> Exercise aim:
Which of the lines in the listing that follows hold "dial"? Pull each one out.

> Dataset records:
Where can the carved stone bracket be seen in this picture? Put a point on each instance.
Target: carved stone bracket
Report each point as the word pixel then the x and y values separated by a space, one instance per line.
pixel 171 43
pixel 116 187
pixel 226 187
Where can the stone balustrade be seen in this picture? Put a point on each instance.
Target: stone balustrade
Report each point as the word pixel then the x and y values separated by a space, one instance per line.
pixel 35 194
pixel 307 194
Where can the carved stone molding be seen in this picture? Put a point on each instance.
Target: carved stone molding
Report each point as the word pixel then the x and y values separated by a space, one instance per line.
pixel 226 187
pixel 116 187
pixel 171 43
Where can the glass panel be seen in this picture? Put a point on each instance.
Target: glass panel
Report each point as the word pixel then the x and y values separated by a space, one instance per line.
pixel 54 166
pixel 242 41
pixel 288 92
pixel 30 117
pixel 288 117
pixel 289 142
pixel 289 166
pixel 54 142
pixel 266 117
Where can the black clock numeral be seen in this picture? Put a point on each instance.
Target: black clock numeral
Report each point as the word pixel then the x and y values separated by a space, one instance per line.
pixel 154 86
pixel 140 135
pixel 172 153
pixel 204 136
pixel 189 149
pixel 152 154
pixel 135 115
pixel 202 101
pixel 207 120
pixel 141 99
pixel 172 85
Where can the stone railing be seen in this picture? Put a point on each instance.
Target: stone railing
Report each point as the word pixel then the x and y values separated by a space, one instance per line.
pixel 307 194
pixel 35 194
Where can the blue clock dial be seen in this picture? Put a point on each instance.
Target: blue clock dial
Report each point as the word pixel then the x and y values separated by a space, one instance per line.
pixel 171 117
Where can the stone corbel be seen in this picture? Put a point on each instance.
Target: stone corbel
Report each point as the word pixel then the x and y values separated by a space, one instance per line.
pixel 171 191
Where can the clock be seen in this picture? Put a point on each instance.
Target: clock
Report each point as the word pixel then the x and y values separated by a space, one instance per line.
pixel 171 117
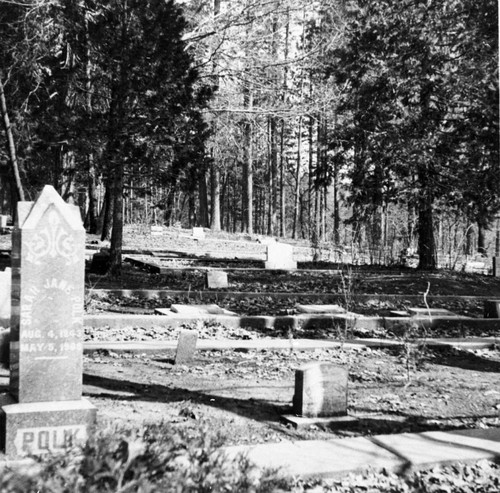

> Response to the exercise:
Where can the blue clock dial be seen in this picture? Put a point on each instance.
Target: blue clock dial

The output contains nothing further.